### Set exercise
Below is a block of records; repeat all of them exactly.

Point-based annotation data
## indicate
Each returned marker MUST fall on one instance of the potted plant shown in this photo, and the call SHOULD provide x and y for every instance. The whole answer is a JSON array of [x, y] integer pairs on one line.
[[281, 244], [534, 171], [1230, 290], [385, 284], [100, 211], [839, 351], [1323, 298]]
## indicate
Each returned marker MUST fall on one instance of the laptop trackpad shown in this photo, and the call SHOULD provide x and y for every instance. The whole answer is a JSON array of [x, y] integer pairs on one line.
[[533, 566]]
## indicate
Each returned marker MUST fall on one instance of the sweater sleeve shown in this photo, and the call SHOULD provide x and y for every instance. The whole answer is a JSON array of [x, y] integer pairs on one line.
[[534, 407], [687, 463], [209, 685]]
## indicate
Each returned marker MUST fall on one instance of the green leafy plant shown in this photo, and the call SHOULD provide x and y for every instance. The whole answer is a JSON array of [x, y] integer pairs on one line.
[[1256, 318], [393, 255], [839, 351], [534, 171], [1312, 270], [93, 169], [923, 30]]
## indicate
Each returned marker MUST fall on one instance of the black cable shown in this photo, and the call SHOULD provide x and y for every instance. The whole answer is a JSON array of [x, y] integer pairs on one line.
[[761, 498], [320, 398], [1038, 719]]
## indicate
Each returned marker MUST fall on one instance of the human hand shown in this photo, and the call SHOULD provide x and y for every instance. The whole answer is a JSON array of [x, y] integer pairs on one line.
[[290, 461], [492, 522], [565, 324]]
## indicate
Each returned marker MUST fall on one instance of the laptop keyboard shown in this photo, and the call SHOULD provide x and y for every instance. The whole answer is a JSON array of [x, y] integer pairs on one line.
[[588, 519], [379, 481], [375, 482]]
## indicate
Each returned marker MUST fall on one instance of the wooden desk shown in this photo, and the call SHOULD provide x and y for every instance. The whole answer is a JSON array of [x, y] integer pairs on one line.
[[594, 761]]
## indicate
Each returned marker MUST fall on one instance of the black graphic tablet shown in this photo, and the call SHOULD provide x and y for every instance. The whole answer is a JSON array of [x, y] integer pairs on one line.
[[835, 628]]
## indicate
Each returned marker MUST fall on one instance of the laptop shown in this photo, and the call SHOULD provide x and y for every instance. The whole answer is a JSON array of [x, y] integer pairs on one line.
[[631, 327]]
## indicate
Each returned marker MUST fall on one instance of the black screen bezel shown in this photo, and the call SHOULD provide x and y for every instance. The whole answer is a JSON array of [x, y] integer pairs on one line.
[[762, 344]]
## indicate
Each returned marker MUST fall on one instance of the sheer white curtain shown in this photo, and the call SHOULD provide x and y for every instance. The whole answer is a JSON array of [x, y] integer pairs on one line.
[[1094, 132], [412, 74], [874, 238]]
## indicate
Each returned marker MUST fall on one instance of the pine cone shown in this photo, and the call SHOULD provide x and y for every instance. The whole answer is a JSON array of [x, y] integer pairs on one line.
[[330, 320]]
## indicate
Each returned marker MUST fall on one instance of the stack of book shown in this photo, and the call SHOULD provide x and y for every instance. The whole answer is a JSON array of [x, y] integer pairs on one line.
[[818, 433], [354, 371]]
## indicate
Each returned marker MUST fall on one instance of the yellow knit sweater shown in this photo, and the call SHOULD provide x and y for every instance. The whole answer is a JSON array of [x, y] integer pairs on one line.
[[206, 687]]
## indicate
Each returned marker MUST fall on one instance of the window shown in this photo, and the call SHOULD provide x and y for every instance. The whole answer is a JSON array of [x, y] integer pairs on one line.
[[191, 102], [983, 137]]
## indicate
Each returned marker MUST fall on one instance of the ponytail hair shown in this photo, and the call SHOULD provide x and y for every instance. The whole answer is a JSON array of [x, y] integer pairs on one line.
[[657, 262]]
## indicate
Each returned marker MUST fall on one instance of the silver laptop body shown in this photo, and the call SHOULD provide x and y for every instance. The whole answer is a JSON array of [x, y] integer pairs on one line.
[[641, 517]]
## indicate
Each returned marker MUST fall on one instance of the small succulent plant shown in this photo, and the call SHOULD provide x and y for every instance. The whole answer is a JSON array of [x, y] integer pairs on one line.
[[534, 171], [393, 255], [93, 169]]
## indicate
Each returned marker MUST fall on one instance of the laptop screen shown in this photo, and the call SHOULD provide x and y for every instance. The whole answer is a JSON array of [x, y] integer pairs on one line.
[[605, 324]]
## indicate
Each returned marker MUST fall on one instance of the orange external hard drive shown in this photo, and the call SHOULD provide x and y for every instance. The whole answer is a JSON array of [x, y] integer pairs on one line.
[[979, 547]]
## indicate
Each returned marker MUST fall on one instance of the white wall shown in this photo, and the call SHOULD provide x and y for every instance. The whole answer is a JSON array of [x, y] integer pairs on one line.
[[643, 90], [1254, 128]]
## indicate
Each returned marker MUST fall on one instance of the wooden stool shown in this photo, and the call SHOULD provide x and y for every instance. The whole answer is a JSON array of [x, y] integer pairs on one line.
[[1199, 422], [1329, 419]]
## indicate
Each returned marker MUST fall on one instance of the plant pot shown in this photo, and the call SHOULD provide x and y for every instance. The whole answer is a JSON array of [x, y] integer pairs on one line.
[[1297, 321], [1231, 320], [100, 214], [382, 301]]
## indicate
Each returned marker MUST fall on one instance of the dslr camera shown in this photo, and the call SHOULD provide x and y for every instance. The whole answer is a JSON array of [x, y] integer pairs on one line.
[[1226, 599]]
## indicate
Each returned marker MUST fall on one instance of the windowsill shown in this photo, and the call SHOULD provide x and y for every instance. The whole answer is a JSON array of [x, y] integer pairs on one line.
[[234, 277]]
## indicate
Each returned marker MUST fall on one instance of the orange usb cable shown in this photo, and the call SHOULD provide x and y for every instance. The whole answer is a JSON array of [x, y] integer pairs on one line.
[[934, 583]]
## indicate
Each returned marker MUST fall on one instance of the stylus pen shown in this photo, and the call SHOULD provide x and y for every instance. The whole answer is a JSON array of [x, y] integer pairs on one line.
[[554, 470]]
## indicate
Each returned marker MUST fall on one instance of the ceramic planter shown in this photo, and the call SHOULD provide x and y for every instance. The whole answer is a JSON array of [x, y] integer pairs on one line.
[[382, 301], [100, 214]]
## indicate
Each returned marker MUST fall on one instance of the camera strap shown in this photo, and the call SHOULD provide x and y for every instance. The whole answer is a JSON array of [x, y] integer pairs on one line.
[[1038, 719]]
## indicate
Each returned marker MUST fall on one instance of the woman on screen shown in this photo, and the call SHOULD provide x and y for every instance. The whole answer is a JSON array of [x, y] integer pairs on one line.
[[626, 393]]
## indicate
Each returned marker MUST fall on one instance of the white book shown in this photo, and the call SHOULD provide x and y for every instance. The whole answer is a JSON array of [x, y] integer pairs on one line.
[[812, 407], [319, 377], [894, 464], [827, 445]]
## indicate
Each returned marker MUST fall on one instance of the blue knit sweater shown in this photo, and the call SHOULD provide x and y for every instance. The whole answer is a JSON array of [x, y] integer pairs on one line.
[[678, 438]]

### Answer
## indicate
Each returned marker MUST fall on one instance of the potted plant shown in this photo, and the call SHOULD provide x and y for every instance. The whole answer is a JSON array of [x, y] integer pairs on one line.
[[281, 244], [534, 171], [1230, 290], [385, 284], [100, 211], [839, 351], [1323, 298]]
## indicate
Each returned marker MUST fall on one instance of the laptop trackpad shown in this photo, and the call SHOULD provide x and y for every instance. The whole answer is a JSON array of [x, y] integer pairs on one line.
[[533, 566]]
## indicate
Each returned marker MUST fall on one instance of the sweater sleeve shown in this photo, and the call SHOULD provide x and y for every instance. The whole answer is a JSON array of [x, y] integer pairs on one line.
[[534, 407], [687, 463], [209, 685]]
## indicate
Each returned marker MUST fall on one instance of the green leafy plant shown in this photo, and the call SHOULD provide x and y for every instance. The whole answer is a JSON array of [x, y] integer pairs on one line.
[[1256, 318], [393, 255], [839, 351], [534, 171], [1312, 270], [93, 169], [923, 30]]
## indicate
Each returned marker MUST fall on one instance of the black cable shown in this photo, and the call SHOULD provide x and y for every instance. The whole answer is a JSON array of [x, y] integer pairs on one line.
[[761, 498], [320, 398], [1038, 719]]
## indicate
Each returned marker MUST fall on one instance of the human hand shown in this photo, and the call SHOULD provide x and y for every instance. The whole answer is a JSON array of [x, y] integer pairs on one line.
[[290, 461], [492, 522], [565, 324]]
## indicate
Each returned marker MUST fall on one instance of the laptop keyboard shown in this photo, and the call SHOULD provide x and y for every instance. The whole answer is a JSON array of [x, y] integer pairs on one line.
[[588, 519], [379, 481], [375, 482]]
## indicate
Each returned marker MUST fall on one instance of the wooden desk shown in this photo, and the call SHOULD provide x and y for every instance. The whole answer is a JSON array of [x, y] integer pairs on one line.
[[594, 761]]
## indicate
Each returned marker MUST fall on one instance of the black graphic tablet shown in this photo, and the call SHOULD provide x and y for every instance. The whole answer is a JSON array of [x, y] integer pairs on one line.
[[835, 628]]
## indicate
Each returned marker MUST fall on one instance of the laptop shown in this photo, and the call SHOULD provide x and y for every instance. The whole answer is a JSON array of [x, y] integer pairs on one line.
[[631, 327]]
## indicate
Each returned marker MUST fall on one instance of the black screen bezel shown in this photo, and the call SHOULD provide x and y for every instance. The whole answer is a JSON array of [x, y] integer pairs on one line.
[[762, 344]]
## indicate
Each returned marker MUST fall on one instance of the sheer white curtain shown in this photo, and the call SHOULD provide x and y for every instance. The whole answer is a JSON array of [x, y] integer pairs on one line.
[[1094, 132], [412, 74], [874, 238]]
## indicate
Each returned marker MUST fall on one instance of the pine cone shown in this photo, and the call SHOULD provide x and y for every instance. The whole answer is a JSON array of [x, y] integer pairs on one line.
[[330, 320]]
## indicate
Each returned marker MUST fall on one instance of the stack of book shown in this photo, and the call SHOULD provide x and y for every instance. The whole answer is a JSON array of [x, y] integer pairs on one line.
[[818, 433], [354, 371]]
## indicate
Each returned marker MUST fall on one instance of the yellow knit sweater shown in this photo, and the call SHOULD provide x and y for every instance. The whole answer is a JSON array of [x, y] integer pairs on one line.
[[206, 687]]
## indicate
Each returned marker MUST fall on one instance of the window shown in this photo, and the call SHOULD provide x and y for every instance. The whole answer is a JSON array of [x, y] integer pairs on one line.
[[191, 102], [983, 137]]
## indicate
Each returned marker MUST fall on one instance of the ponytail hair shown in this photo, and the call SHOULD provide x and y for every instance. The whole answer is a JSON array of [x, y] integer pairs on one line.
[[657, 262]]
## indicate
Each returned marker MUST fall on one instance of the silver laptop body shown in this photo, and the call SHOULD provide x and y for every instance. The whole answer is a JSON array of [x, y] integer pairs on one line.
[[641, 517]]
## indicate
Each returned marker MUST fall on one instance of the small succulent plant shown in this photo, and the call SHOULD provide x and y for every instance. The whole answer is a JSON array of [x, y] integer pairs on one line.
[[534, 171], [393, 255], [93, 169]]
## indicate
Each returned marker MUST fall on one instance of the laptop screen shown in this photo, and the call SHOULD provide x and y for every instance. The whole answer is a JSON array of [x, y] integer pairs on one line.
[[605, 324]]
## indicate
Each returned marker MUST fall on one instance of the orange external hard drive shown in this photo, and the call SHOULD provide x and y for every instance. The whole answer is a JSON array of [x, y] integer pairs on one line.
[[979, 547]]
## indicate
Each returned marker MUST fall on one instance of the white wall shown in this photo, and the call SHOULD provide x and y for every instance. The whole answer is a JSON array of [x, y] integer pairs on one line.
[[643, 90], [1254, 128]]
## indicate
Each returned marker MUST fall on one instance of the wooden stool shown in this photo, and the call SHOULD provide x and y for every instance. The whole answer is a JSON array of [x, y] integer pairs on one line.
[[1199, 422], [1329, 419]]
## indicate
Each returned marker MUST fall on one instance of the plant pot shown in this photo, and the call SHOULD provide x and y for every instance. The whole answer is a JSON array of [x, y] integer pairs on one line.
[[1297, 321], [1231, 320], [100, 214], [382, 301]]
## indicate
Each returned marker MUST fall on one instance of the dslr camera shown in this photo, and the call SHOULD provide x and y for every instance. The whole answer is a JSON array of [x, y] integer pairs on one line.
[[1226, 599]]
## indicate
Each returned marker MUST fall on one instance of the windowsill shown in this photo, and the call SHOULD provide x and y for every instance. The whole answer is a JSON array of [x, y] integer pairs on one line.
[[234, 277]]
## indicate
Each returned marker MUST fall on one instance of the orange usb cable shown in this photo, and the call SHOULD provide x and y for every instance. The whole answer is a JSON array of [x, y] integer pairs on one line.
[[934, 583]]
## indicate
Each returned marker MUST fall on one instance of the stylus pen shown in this photo, and the call SHOULD provide x and y for every instance. The whole answer is a JSON array of [x, y] integer pairs on one line.
[[554, 470]]
## indicate
Each returned marker MUST fall on one instance of the ceramic planter shown in this photo, and the call SHOULD provide x and y for every instance. The whole answer is a JSON array of [x, y] integer pairs on one line.
[[382, 301], [100, 214]]
## indicate
Each returned marker MUST fall on one instance of the camera strap shown in this photo, and the call SHOULD provide x and y for every instance. The whole answer is a JSON array of [x, y] integer pairs on one line.
[[1038, 719]]
## indicate
Each returned marker MUST fall on one instance of the woman on screen shown in this photo, and the call SHOULD provide x and y for every instance. The whole answer is a JSON array of [x, y] integer pairs on one line.
[[626, 393]]
## indicate
Each returned marker MUST fall on one instance of the white book shown in this photo, and the call SHOULD provide x and y for every instance. The whole answer is a JSON array of [x, y] integer pairs on one line.
[[812, 407], [319, 377], [894, 464], [827, 445]]
## indicate
Each returned marker MUST fall on one instance of the blue knit sweater shown in this photo, and the call SHOULD provide x and y for every instance. The whole answer is a JSON array of [x, y] integer pairs on one line.
[[678, 438]]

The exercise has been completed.